Directions
Copy out, word for word, the part of the records from the line containing "Emit one marker per instance in this form: [(124, 38)]." through their final line, with both of those lines included.

Records provided
--- Start ---
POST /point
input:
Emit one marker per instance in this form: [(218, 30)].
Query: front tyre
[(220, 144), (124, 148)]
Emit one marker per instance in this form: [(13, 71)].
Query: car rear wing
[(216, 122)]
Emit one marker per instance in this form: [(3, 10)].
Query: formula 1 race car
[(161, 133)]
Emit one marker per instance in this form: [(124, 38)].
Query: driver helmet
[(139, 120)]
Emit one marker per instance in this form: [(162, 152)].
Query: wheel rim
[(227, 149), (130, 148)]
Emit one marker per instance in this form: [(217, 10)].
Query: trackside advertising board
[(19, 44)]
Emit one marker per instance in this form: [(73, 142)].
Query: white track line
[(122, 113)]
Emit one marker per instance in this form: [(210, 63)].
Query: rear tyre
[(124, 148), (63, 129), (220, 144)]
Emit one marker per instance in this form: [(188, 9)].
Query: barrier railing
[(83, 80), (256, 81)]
--- End ---
Finished exercise
Emit one marker per instance in this form: [(124, 38)].
Query: driver helmet
[(139, 120)]
Emit one marker per instance in this form: [(162, 152)].
Query: wheel rim
[(227, 149), (130, 148)]
Emit one marker per instance in this form: [(217, 10)].
Query: trackside advertising board
[(19, 44)]
Emit one marker per instance in this form: [(73, 142)].
Query: white track line
[(122, 113)]
Emit one marker per instance in this form: [(210, 63)].
Query: rear tyre
[(124, 148), (63, 129), (220, 144)]
Emit one marker per instance in this form: [(188, 9)].
Query: barrier railing
[(83, 80), (256, 81)]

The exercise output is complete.